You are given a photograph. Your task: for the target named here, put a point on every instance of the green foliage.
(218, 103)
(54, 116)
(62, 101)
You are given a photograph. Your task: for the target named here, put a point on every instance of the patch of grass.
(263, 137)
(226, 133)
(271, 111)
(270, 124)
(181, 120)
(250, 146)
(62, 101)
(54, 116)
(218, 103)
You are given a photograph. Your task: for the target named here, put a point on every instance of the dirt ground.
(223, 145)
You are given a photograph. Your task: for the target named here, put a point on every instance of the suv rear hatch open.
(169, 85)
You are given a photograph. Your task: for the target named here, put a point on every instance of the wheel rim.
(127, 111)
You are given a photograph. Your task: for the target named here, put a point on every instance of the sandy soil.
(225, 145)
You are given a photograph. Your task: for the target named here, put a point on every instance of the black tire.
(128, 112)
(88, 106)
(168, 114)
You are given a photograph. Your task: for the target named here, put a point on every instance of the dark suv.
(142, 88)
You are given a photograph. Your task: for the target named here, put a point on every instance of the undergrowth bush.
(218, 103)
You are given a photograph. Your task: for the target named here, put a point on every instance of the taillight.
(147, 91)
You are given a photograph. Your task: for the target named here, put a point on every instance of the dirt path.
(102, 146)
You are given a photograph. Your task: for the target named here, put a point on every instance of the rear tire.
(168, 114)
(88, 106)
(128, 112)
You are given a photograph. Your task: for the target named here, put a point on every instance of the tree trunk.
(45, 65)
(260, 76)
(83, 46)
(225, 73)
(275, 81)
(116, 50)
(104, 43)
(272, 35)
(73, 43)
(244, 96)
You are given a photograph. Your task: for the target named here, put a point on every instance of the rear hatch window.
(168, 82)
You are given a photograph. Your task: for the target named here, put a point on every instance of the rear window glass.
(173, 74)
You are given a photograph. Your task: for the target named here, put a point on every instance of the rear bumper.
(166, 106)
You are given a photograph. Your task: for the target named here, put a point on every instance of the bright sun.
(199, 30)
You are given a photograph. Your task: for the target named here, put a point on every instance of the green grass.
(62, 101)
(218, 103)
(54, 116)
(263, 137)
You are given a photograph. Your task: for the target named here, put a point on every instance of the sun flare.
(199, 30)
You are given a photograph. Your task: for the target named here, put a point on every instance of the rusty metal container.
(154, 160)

+++

YOUR OBJECTIVE:
Copy each of the records above word for word, one per line, in the order they appear.

FINAL RESULT:
You are given a photograph. Your task: for the target named here, put a point on every instance of the green foliage.
(218, 103)
(54, 116)
(62, 101)
You are given a photograph. Your task: for the target named here, put a point on every instance of the patch of grass.
(263, 137)
(226, 133)
(271, 111)
(270, 124)
(181, 120)
(250, 146)
(62, 101)
(54, 116)
(218, 103)
You are given a photograph. Your task: for the target named here, put a point on every instance of the dirt ground.
(223, 145)
You are given a photograph. Your task: for the target named here, put a point on every instance of the suv rear hatch open.
(169, 85)
You are given a photograph. Your task: for the target named here, put a point on every instance of the wheel rim.
(127, 111)
You are given a photograph. Your task: for the target named here, put a point on every instance of the sandy soil.
(225, 145)
You are given a photograph. Your task: for the target named here, put a point on every instance of the black tire.
(128, 112)
(88, 106)
(168, 114)
You are given a photograph. Your task: for the target named here, put a point on every instance of the dark suv.
(142, 88)
You are given a photograph. Your task: for the target named here, put a point on every instance of the undergrowth bush.
(218, 103)
You are given a photograph. Your task: for the target named here, put a point on every instance of the taillight.
(147, 91)
You are given a photograph. Your task: for the target named here, put a point on every instance of the dirt path.
(102, 146)
You are given a photograph. Your task: for the target named here, put a point on every instance of the rear tire.
(168, 114)
(88, 106)
(128, 112)
You are given a photograph. Your task: for the target named here, put a point on every instance of the tree trunk.
(45, 65)
(260, 76)
(83, 46)
(225, 73)
(275, 81)
(116, 50)
(104, 43)
(272, 35)
(73, 43)
(244, 96)
You are given a photograph. Your task: for the target named here, put a point on every instance of the rear hatch window.
(168, 82)
You are given a photograph. Your task: for the target named here, put a point on every instance of the rear window glass.
(173, 74)
You are given a photograph. Your task: for the target named here, put a point on every instance of the rear bumper.
(166, 106)
You are given a photograph. Your task: for the target named here, put a point on every instance of the bright sun.
(199, 30)
You are given a photograph. Your task: for the target named here, put a point on every instance of the green grass.
(62, 101)
(218, 103)
(54, 116)
(263, 137)
You are given a photograph. Your task: for the target named here, put a point on every instance of the sun flare.
(199, 30)
You are given a photograph. Your task: for the target named here, put a point on every instance of the rusty metal container.
(154, 160)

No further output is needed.